### [SET EXERCISE]
In the listing below, start at the line containing "Instruction set for this micro-task: find football" and stop after the line containing "[874,420,1024,470]". Give those lines again with "stadium" changed to "arena" and nothing else altered.

[Begin ENTRIES PROVIDED]

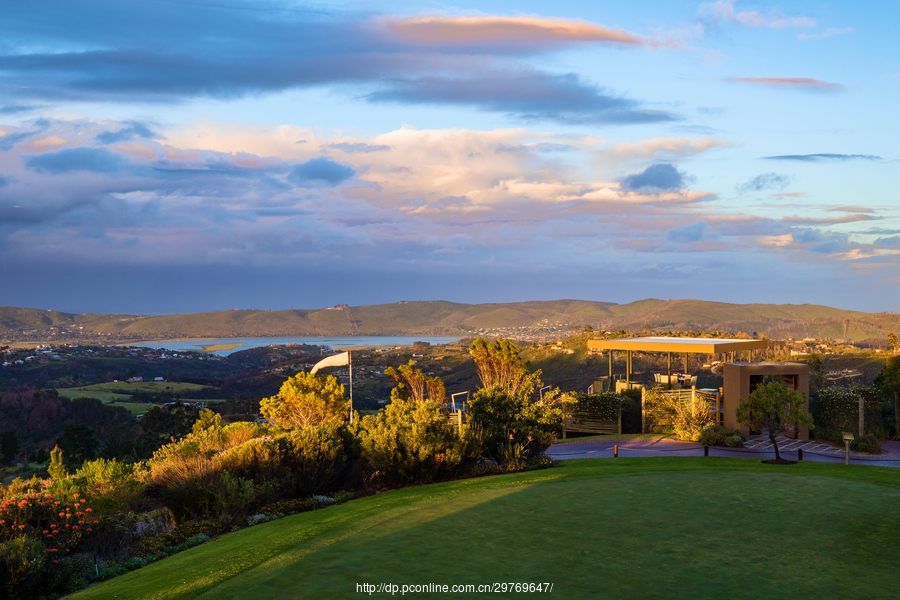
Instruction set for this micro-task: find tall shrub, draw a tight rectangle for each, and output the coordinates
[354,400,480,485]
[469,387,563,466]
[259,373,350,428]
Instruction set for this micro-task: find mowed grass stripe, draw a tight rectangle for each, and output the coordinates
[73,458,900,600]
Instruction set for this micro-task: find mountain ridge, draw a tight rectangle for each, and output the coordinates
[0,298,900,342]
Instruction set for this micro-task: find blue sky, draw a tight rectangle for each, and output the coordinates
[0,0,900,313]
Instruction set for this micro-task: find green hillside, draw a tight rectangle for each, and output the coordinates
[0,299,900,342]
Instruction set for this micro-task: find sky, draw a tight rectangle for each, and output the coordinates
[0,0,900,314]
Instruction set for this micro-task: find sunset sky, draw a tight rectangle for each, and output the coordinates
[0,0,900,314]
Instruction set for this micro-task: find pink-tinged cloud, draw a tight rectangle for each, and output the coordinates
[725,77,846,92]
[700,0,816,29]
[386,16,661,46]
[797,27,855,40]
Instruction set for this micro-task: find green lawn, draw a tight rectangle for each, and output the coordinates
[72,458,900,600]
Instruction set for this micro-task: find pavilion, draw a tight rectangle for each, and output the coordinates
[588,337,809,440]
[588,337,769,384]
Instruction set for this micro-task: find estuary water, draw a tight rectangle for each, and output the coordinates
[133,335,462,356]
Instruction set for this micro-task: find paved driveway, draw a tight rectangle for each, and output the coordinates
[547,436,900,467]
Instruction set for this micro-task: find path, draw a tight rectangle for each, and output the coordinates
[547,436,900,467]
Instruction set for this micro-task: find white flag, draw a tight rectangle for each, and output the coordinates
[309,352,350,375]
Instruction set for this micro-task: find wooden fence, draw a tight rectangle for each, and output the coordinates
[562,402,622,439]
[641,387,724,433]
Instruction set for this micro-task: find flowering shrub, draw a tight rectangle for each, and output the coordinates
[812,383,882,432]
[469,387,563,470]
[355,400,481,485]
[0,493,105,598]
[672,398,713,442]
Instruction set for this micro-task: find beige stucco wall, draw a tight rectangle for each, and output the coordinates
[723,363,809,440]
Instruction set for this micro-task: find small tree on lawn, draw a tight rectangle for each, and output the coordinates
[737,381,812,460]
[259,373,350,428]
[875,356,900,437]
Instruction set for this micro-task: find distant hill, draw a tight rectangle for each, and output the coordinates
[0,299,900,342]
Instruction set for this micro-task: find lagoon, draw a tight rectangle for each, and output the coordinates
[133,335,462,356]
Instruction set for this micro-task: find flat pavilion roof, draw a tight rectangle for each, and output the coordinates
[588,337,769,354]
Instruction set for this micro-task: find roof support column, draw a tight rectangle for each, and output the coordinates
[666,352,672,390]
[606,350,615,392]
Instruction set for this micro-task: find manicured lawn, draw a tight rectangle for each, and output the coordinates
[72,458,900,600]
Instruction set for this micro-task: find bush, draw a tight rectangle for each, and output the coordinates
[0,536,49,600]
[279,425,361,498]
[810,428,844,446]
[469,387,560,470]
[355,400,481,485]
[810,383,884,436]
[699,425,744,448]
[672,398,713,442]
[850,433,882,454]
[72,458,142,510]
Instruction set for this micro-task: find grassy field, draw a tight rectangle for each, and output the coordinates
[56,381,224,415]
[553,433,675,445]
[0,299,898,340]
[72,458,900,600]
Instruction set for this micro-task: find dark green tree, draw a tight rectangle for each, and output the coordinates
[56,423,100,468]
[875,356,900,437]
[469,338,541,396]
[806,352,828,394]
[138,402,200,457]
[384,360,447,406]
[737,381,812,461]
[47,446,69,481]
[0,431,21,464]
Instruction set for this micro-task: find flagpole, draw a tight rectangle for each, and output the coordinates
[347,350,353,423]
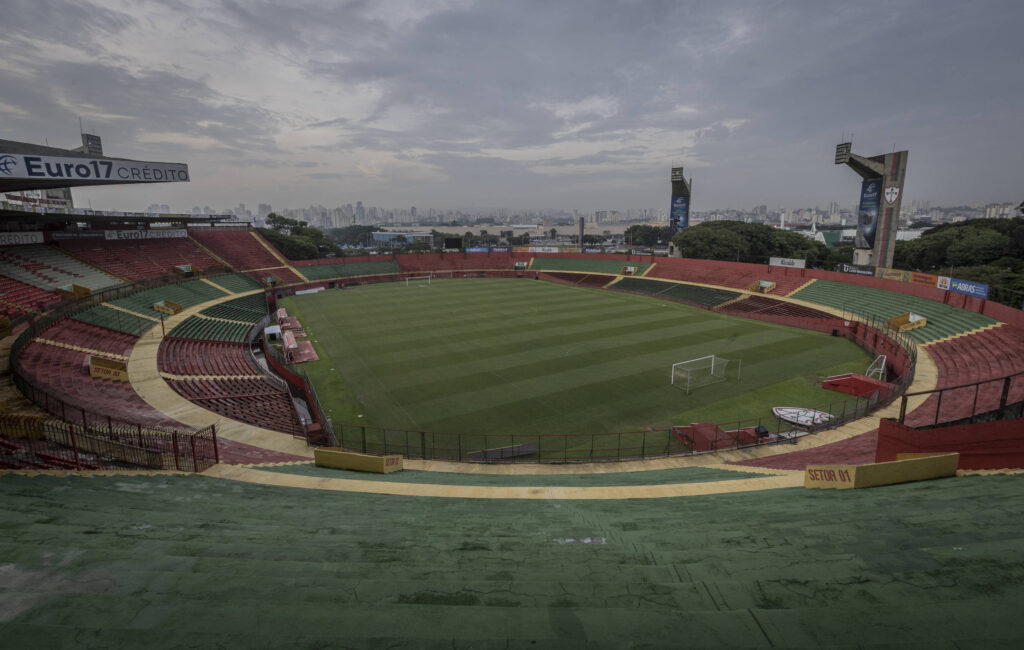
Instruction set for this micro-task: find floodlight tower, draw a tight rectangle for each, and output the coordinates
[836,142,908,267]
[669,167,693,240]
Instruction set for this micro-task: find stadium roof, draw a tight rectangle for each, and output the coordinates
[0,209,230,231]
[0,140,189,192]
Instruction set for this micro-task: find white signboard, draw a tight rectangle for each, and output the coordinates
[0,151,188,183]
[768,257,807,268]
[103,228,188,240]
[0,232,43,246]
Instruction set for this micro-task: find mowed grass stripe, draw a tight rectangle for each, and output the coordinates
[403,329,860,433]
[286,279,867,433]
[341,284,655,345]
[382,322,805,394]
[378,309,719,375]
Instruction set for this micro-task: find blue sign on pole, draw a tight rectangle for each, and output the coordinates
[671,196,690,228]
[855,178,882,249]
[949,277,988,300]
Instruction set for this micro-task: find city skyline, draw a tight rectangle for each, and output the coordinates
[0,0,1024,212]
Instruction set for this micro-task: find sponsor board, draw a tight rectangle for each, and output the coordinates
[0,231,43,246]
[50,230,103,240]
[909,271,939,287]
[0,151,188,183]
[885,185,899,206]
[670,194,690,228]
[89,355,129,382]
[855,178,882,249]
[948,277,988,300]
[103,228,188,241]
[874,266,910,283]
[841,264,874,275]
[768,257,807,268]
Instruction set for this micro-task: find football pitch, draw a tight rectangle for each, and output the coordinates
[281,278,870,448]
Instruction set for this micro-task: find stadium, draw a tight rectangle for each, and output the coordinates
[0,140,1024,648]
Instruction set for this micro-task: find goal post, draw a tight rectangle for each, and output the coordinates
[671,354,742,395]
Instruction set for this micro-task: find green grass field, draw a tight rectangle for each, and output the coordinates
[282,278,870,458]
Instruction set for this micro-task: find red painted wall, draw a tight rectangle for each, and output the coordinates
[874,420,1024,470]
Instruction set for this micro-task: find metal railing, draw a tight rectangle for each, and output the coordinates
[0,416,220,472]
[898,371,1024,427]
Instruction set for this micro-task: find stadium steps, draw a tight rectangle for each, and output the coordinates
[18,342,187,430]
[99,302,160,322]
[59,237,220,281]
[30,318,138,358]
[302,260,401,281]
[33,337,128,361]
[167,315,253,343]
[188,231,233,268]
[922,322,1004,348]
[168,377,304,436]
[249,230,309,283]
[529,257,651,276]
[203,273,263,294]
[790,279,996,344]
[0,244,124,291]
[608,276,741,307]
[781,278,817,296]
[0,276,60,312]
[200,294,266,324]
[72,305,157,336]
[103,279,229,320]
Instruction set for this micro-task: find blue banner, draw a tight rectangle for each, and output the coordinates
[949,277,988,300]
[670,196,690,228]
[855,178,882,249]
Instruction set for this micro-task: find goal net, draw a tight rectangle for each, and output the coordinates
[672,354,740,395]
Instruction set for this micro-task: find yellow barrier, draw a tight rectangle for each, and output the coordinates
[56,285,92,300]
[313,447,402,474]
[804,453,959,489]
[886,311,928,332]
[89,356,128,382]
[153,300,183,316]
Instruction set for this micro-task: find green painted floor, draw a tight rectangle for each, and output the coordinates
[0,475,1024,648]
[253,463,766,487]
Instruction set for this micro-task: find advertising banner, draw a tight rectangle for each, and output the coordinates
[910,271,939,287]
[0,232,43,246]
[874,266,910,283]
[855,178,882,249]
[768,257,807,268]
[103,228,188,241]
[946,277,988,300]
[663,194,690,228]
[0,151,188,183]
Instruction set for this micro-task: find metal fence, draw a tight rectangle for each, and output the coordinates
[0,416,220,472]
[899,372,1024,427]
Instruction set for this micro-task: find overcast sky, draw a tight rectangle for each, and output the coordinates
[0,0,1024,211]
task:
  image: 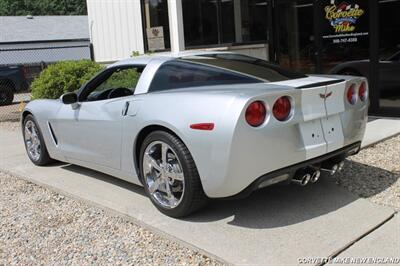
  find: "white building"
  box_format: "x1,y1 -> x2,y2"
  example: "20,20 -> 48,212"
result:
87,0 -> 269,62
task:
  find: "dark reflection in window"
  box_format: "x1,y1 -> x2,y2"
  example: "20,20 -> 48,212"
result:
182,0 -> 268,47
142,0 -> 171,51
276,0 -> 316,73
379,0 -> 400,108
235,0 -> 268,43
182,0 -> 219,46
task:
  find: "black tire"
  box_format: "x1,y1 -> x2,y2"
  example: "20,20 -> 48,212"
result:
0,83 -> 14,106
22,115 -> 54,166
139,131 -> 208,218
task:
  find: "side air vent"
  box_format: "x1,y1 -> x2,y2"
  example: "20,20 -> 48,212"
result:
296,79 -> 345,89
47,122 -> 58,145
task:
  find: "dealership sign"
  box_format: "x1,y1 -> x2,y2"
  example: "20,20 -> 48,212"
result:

[End ENTRIES PROVIDED]

### [OUTPUT FOR THIS EXERCISE]
Instruction set for this micro-task: find football pitch, draw a tight rectangle for each, and output the coordinates
[281,278,870,448]
Instruction set for this micro-task: find arena, draw a tight rectangle for each, and output the coordinates
[0,140,1024,648]
Instruction set for this micro-task: find goal post, draw a tight rectangle for each, and output the coordinates
[671,354,742,395]
Instruction set for this micro-task: find green grass field, draw a tight rectangle for each, and output the coordinates
[282,278,870,458]
Instruction set for this micro-task: find red painted wall, draw a tight rectangle for each, and output the coordinates
[874,420,1024,470]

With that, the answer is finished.